Material for this exercise —

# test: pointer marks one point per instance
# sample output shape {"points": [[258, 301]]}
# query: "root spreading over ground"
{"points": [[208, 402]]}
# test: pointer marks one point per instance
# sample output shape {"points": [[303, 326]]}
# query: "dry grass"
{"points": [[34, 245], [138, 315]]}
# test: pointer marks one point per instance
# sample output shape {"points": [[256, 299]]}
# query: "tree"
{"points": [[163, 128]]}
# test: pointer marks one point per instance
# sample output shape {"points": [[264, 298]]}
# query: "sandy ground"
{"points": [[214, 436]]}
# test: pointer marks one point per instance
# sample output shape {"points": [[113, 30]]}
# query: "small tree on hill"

Set exercise —
Can you output all of the records above again, line for line, without changing a single character?

Task result —
# test: pointer marks one point per instance
# sample output shape {"points": [[258, 301]]}
# query: "root spreading over ground"
{"points": [[208, 402]]}
# test: pointer marks one point per instance
# sample output shape {"points": [[303, 326]]}
# query: "dry grass"
{"points": [[34, 245], [138, 315]]}
# test: pointer marks one point per instance
# sample output shape {"points": [[256, 299]]}
# query: "tree"
{"points": [[163, 128]]}
# test: pointer marks one point per instance
# sample output shape {"points": [[264, 298]]}
# query: "sandy ground"
{"points": [[214, 436]]}
# test: pointer marks one point per instance
# sample output shape {"points": [[113, 30]]}
# query: "small tree on hill"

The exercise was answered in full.